→ **Description of the task**:
Can you copy every one of the items below word for word, without changing a single line?

→ **Records shown**:
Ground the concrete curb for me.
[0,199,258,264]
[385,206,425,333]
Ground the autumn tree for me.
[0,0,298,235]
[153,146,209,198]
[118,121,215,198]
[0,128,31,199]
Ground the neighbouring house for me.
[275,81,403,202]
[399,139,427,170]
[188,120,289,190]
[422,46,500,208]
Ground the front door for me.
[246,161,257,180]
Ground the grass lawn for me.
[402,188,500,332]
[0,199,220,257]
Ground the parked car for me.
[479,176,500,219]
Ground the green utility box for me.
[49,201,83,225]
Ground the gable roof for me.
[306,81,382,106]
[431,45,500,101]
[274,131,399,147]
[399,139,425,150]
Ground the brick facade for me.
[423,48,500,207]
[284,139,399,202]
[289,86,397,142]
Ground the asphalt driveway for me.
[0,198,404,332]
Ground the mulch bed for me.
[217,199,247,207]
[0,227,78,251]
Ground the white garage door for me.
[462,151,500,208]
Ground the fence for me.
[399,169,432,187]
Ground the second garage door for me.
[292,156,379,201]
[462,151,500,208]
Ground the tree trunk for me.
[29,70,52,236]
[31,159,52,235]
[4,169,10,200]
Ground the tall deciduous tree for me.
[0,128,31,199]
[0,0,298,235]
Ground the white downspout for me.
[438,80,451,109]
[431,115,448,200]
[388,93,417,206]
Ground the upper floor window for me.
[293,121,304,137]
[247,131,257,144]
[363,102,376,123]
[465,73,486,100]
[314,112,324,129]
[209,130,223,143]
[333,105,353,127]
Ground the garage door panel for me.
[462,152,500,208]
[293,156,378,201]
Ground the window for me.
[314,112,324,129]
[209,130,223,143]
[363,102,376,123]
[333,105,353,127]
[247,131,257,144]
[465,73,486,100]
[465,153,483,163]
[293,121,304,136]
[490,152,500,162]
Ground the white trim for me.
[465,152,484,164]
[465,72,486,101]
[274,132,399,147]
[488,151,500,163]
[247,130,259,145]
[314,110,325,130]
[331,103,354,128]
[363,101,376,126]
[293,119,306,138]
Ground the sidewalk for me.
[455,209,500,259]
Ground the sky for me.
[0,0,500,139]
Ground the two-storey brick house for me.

→ **Exercise result**:
Ground the concrete curb for me.
[0,199,258,264]
[385,206,425,333]
Ground the autumn tree for me.
[0,0,298,235]
[153,146,209,198]
[118,121,215,198]
[0,128,31,199]
Ground the neighbouring house for me.
[275,81,403,202]
[399,139,427,170]
[188,120,289,190]
[422,46,500,208]
Ground the front door for me.
[246,161,257,180]
Ground the grass lawn for me.
[402,188,500,332]
[0,199,220,257]
Ground the parked car for me.
[479,176,500,219]
Ground the green utility box for me.
[49,201,83,225]
Ground the gable roof for me.
[306,81,382,106]
[431,45,500,101]
[274,131,399,147]
[399,139,425,150]
Ground the brick facade for me.
[423,48,500,207]
[284,139,399,202]
[289,86,397,142]
Ground the asphalt driveway for me.
[0,198,404,332]
Ground the mulch bed for me.
[217,199,247,207]
[0,227,78,251]
Ground the white garage door for me.
[462,151,500,208]
Ground the fence for me.
[399,169,432,187]
Ground the second garage door for me.
[292,156,379,201]
[462,151,500,208]
Ground the tree trunk for me.
[29,70,52,236]
[31,159,52,235]
[4,169,10,200]
Ground the tall deciduous tree for me.
[0,128,31,199]
[0,0,298,235]
Ground the white downspout for me.
[438,80,451,109]
[431,115,448,200]
[388,93,417,206]
Ground the upper floor window for me.
[293,121,304,137]
[247,131,257,144]
[363,102,376,123]
[465,73,486,100]
[314,112,324,129]
[209,130,223,143]
[333,105,353,127]
Ground the garage door panel for me.
[462,152,500,208]
[293,156,378,201]
Ground the window for me.
[314,112,324,129]
[209,130,223,143]
[363,102,376,123]
[333,105,353,127]
[247,131,257,144]
[465,73,486,100]
[465,153,483,163]
[293,121,304,136]
[490,152,500,162]
Ground the white trim for me.
[465,152,484,164]
[465,72,486,101]
[274,132,399,147]
[488,151,500,163]
[247,130,259,145]
[314,110,325,130]
[331,103,354,128]
[363,101,376,126]
[293,119,306,138]
Ground the sidewalk for me.
[455,209,500,259]
Ground the sky for me.
[0,0,500,139]
Ground the two-storey brick house for me.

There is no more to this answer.